A Unified Monocular Camera-Based and Pattern-Free Hand-to-Eye Calibration Algorithm for Surgical Robots With RCM Constraints

Abstract

With progressive advancements in modern technologies, image-guided automation, which plans and manipulates particular tasks by utilizing visual cues, is becoming an emerging sector in medical robotics. Its prevalence nowadays requires a reliable hand-to-eye calibration owing to various configurations of surgical robots, especially for those with remote center of motion (RCM) constraints, e.g., da Vinci Research Kit (dVRK). In this article, we proposed a novel unified calibration method, which leverages the structure characteristics and establishes an explicit geometric model to solve the hand-to-eye relationship only with a monocular camera’s feedback. By freely moving the patient side manipulator in dVRK, our method can first recover the 3-D poses of its shaft at various configurations using Plücker coordinates. To obtain the hand-to-eye translation relationship, these recovered poses are further converged by softly intersecting them within a minimal spatial sphere while preserving their coordinates using an aggregating sphere loss. Meanwhile, the orientation mapping can be recovered by leveraging the corresponding longitudinal-axis information. To improve the calibration accuracy, a local optimization strategy that utilizes the bundle adjustment to refine the transformation using the previous outcomes is also introduced. With such a hierarchical calibration scheme, the hand-to-eye relationship of any RCM constrained robot can be successfully achieved. Extensive simulations and experiments are conducted based on dVRK platform. By comparing with the traditional method, the validation results prove the feasibility and superiority of our unified algorithm in calibration accuracy and robustness.

━━━━━━━━━━━━━━━━

Exercise goal
Please condense the paragraph of the abstract that begins "With progressive advancements" into a bulleted list that keeps its main facts. The records have no role in this exercise.

Records shown
━━━━━━━━━━━━━━━━

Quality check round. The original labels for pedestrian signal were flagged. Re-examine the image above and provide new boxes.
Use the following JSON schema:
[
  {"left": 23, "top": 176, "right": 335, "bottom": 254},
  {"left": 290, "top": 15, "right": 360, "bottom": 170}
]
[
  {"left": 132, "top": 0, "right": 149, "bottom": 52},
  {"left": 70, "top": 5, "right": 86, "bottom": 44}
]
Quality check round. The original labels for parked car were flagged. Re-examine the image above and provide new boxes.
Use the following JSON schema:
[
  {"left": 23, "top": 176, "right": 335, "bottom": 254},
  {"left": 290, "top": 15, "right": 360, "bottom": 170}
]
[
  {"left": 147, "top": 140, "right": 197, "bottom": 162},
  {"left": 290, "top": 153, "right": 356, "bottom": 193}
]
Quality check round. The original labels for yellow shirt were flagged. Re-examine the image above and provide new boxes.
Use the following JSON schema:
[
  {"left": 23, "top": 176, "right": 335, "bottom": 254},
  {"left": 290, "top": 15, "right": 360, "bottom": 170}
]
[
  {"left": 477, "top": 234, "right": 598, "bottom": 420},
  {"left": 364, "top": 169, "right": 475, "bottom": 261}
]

━━━━━━━━━━━━━━━━

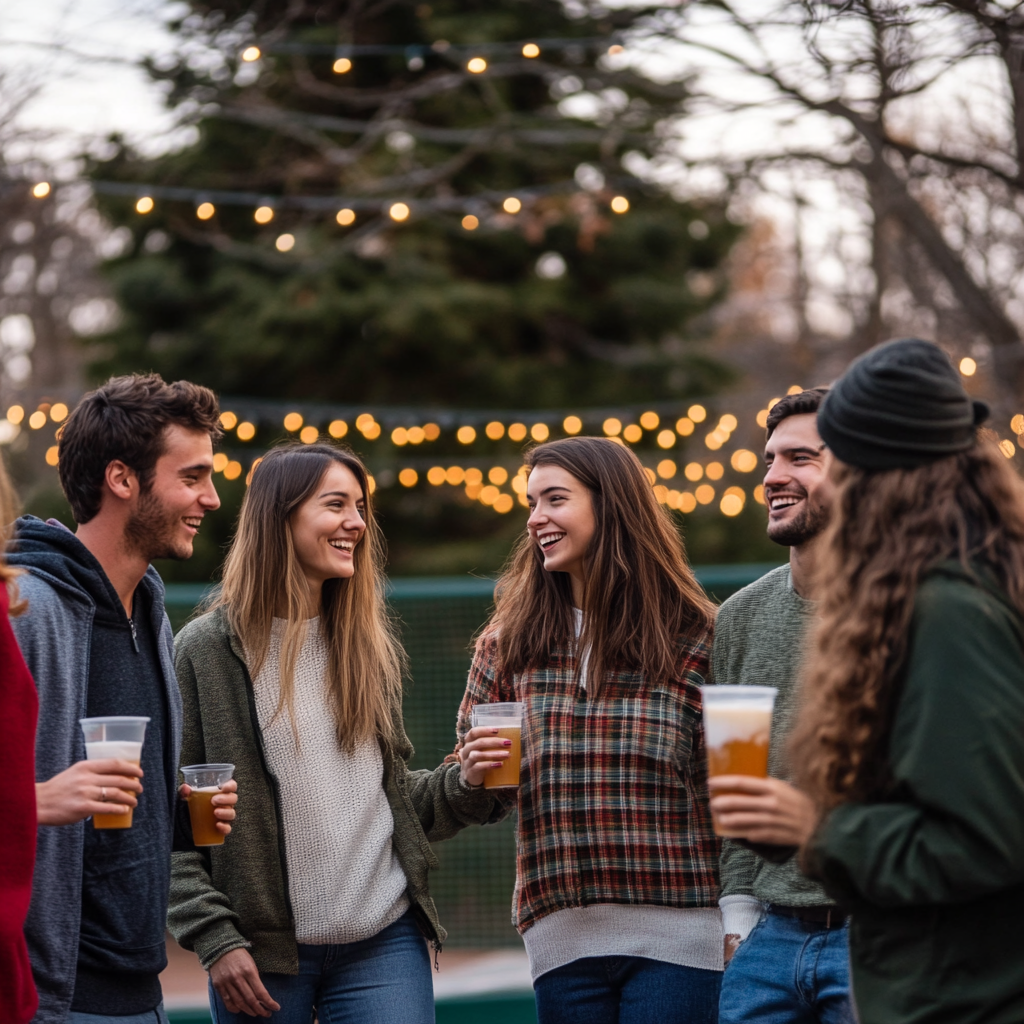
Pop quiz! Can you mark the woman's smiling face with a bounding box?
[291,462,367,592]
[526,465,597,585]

━━━━━━━━━━━━━━━━

Task result
- Image-guided automation, which plans and manipulates tasks using visual cues, is an emerging sector in medical robotics.
- It requires reliable hand-to-eye calibration, especially for surgical robots with remote center of motion (RCM) constraints, such as the da Vinci Research Kit (dVRK).
- The proposed unified method uses the robot's structure characteristics and an explicit geometric model, and needs feedback from only a monocular camera.
- Freely moving the patient side manipulator, the method first recovers the 3-D poses of its shaft at various configurations using Plücker coordinates.
- Translation is found by softly intersecting these poses within a minimal spatial sphere using an aggregating sphere loss.
- Orientation is recovered from the corresponding longitudinal-axis information.
- A local optimization step uses bundle adjustment to refine the transformation and improve accuracy.
- This hierarchical scheme can calibrate any RCM-constrained robot.
- Simulations and experiments on the dVRK platform, compared against the traditional method, show better calibration accuracy and robustness.